Extract:
The reality is that I've been doing non-WinMo CE development for a little
while now and I haven't loaded up an emulator in years. The times I have
were almost always to test something emulator related, not platform related.
Emulators can be useful, but you really have to treat it as a product itself
when developing your platform, and few OEMs go to that trouble since the
payback is often negligible.


--

Chris Tacke, Embedded MVP
OpenNETCF Consulting
Giving back to the embedded community
http://community.OpenNETCF.com




"GJ" <GJ@xxxxxxxxxxxxxxxxxxxxxxxxx> wrote in message
news:4982C5A8-C33C-48CD-B6EB-0591CD1D670D@xxxxxxxxxxxxxxxx
Thanks for the info. I do understand that CE doesn't support the full
.NET
Framework, and exploring what is "missing" is one of our objects in doing
this "pre" development work.

However, I do still believe that a CEPC VPC would be a valuable tool to
have
at our finger tips. We may find that out differently once we get into
full
development, but all avenues should be explored.

Is it that difficult to do that no one has done it, even as an exercise?
I
did find a CE 5.0 VPC on the web, so it can't be that great of a leap to
produce a WinCE 6.0 VPC.

"Paul G. Tobey [eMVP]" wrote:

You won't be using .NET Framework 3.0 for CE development. The full .NET
framework does not run on Windows CE. Windows CE can, optionally, be
equipped by the device OEM with .NET *Compact Framework* 1.0, 2.0, or
3.5.
VS2008 can be used for development with .NET CF 2.0 or 3.5, so your tools
are fine, if your OS is set up correctly.

No, application developers don't need Platform Builder. Once you've
generated an OS image and the corresponding emulator image, Platform
Builder
allows you to generate a device SDK for that OS/device. This can then be
installed on any VS2005/2008-equipped system, where it can be used.

Paul T.

"GJ" <GJ@xxxxxxxxxxxxxxxxxxxxxxxxx> wrote in message
news:5897EEBC-70F1-4722-A0B7-E41BF21C882A@xxxxxxxxxxxxxxxx
Thanks Paul for your message. The software development group is using
VS2008
and developing in C# and .NET 3.0. So, each developer would have to
have
VS2005 w/PB installed also, even though they have no intension of
building
images. Other non-software team members would have to have VS2005 w/PB
installed to test drive or demo the applications. I do see the value
in
using the emulator for some aspects of the software development, but in
other
aspects it's a hinderance. I would have a hard time convincing
non-software
developers into installing VS2005 + SP1 + PB just to look at our
applications.

Dataset content:
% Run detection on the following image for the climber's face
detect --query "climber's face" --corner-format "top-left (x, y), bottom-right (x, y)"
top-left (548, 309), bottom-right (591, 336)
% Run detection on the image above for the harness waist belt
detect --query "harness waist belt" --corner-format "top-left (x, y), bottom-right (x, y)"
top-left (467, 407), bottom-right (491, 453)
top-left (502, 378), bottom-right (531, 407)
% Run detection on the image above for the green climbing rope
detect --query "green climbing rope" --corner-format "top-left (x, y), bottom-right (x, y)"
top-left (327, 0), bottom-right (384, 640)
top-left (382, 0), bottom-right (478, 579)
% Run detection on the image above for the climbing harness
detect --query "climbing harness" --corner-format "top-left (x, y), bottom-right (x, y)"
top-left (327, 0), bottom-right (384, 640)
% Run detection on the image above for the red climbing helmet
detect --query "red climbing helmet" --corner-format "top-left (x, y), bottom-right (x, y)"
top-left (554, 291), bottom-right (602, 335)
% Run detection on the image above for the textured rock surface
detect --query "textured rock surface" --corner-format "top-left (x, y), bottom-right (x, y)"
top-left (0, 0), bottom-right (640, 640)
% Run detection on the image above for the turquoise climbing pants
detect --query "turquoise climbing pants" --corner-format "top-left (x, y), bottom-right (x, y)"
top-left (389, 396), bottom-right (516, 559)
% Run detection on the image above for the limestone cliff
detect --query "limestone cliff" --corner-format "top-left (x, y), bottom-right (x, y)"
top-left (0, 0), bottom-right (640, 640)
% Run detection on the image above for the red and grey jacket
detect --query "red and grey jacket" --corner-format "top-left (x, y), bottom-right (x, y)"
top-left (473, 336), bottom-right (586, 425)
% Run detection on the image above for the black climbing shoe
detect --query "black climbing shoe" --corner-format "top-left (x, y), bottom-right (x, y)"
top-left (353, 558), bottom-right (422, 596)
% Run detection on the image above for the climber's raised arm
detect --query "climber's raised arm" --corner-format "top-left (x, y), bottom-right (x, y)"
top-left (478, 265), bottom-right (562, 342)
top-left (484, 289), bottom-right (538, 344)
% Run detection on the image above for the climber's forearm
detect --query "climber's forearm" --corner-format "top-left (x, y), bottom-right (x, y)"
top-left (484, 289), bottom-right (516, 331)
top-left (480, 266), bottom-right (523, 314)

Exercise task 1: Name every version of the .NET Compact Framework that the Windows CE development discussion says a device OEM can optionally add to Windows CE.
Exercise task 2: Carry on the Windows CE development discussion, starting after its final sentence.

Task result 1: 1.0, 2.0, 3.5

Task result 2:
"Paul G. Tobey [eMVP]" wrote:

Platform Builder has an emulator target. I think that makes more sense
than
trying to run the OS on a PC within a PC. Download the Platform
Builder
evaluation version via the www.microsoft.com/embedded page, install
VS2005
Pro and the evaluation and work through some of the tutorials in the
help.
That will give you the ability to build some sort of an emulator image
which
you can then play with to understand how application development
works.

There's also the no-Platform-Builder option, if you aren't going to be
building Windows CE for your target hardware later. Install VS2005
Pro
or
better and one of Microsoft-provided SDKs. Something like Windows
Mobile
6
would do. That would give you an emulator target that you could play
with.
Some of the APIs in WM6 are not available to generic Windows CE
platforms,
but, if you carefully avoid those, you should be able to familiarize
yourself with what you have to do.

Paul T.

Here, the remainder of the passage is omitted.